**PAGE TEXT**.
········
After a little guitar hero and some alcohol we stole from Lisa’s French roommates, we did the most American thing we could think of - we got Domino’s, Coke and Ben & Jerry’s. Couldn’t find any Budweiser…
Getting the pizza was pretty funny. The girl at the register immediately spoke to us in English. We asked how she spoke such good English and she said it was because she was Egyptian. We all looked at each other, and then somebody laughed, then the girl laughed, and then we laughed like we were all high or something for what seemed like 3 or 4 minutes. I’m still not sure what happened there.
Later, we went to a bar and helped Erin fill out 25 extremely late Christmas postcards for her family. We communally agreed on a message and then set about dividing up the cards to write. For those who received the cards I was responsible for, they were done in my best and most convincing “man-dwriting.”
By the time we were all tired and our little party dissipated, it was too late for me to drop in on Gilles, so Jessica let me crash at her tiny flat for what was left of the night.
The next morning I picked up my things from Gilles and moved on to pick up my scooter back at Claude’s home.
I took the tram to the station, and then since there was limited bus service on Sundays, I took the closest bus that was still running toward his home. The bus let me out just a couple of kilometers away from their home - a couple of kilometers BELOW their home. In the darkness and remnants of snow, I hiked up a dark and windy road for about an hour until I arrived in their friendly village of Chapanost. When I got there, I knew there was a slight chance that in these very cold temperatures I may have trouble starting the bike. Indeed. I tried until I nearly killed my starter: no dice.
········
**PROBLEMS TO SOLVE**.
- 1) Answer these questions about the blog post:
(a) What food and drinks did the group get as the most American thing they could think of?
(b) How many Christmas postcards did they help Erin fill out?
(c) What village did the writer reach after hiking up the dark road?
- 2) Echo the stretch of the blog post from "Later, we went" through "at Claude’s home.".
- 3) Sum up the blog post in two sentences.

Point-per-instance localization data
········
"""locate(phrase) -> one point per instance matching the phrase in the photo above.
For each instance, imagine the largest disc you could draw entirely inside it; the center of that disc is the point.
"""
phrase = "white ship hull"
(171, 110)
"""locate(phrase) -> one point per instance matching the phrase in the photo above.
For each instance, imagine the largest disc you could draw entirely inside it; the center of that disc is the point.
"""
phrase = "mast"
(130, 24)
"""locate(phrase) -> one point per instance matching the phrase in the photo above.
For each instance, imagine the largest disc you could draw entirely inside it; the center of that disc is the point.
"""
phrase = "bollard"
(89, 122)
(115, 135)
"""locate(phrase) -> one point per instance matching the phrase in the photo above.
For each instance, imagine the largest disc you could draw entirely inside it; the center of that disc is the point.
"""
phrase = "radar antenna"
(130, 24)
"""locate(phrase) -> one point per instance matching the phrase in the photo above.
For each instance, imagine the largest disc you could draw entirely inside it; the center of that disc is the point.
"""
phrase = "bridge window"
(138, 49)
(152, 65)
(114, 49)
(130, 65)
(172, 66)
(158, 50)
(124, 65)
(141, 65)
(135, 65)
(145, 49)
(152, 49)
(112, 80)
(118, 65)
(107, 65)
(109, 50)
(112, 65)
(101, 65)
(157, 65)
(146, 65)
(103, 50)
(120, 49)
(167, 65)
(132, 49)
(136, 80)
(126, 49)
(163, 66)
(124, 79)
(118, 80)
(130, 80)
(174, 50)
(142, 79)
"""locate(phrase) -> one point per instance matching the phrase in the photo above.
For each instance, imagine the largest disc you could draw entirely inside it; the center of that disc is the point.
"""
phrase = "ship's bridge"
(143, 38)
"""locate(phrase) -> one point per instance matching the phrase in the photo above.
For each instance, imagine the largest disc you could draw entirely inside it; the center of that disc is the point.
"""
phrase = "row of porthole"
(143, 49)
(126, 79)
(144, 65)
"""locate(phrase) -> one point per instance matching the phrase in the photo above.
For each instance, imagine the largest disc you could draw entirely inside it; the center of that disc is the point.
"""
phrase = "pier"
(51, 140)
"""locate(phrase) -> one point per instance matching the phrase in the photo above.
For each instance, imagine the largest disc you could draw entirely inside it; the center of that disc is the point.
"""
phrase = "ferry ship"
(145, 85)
········
**RESPONSE LIST**.
- 1)
(a) Domino's, Coke and Ben & Jerry's
(b) 25
(c) Chapanost

- 2)
Later, we went to a bar and helped Erin fill out 25 extremely late Christmas postcards for her family. We communally agreed on a message and then set about dividing up the cards to write. For those who received the cards I was responsible for, they were done in my best and most convincing “man-dwriting.”
By the time we were all tired and our little party dissipated, it was too late for me to drop in on Gilles, so Jessica let me crash at her tiny flat for what was left of the night.
The next morning I picked up my things from Gilles and moved on to pick up my scooter back at Claude’s home.

- 3) After getting Domino's, laughing for minutes with the girl at the register, and helping Erin write 25 late Christmas postcards at a bar, the writer spent the rest of the night at Jessica's tiny flat. The next day the writer took a tram and a bus, then hiked about an hour up a dark road to Chapanost to get the scooter at Claude's home, but could not get it to start.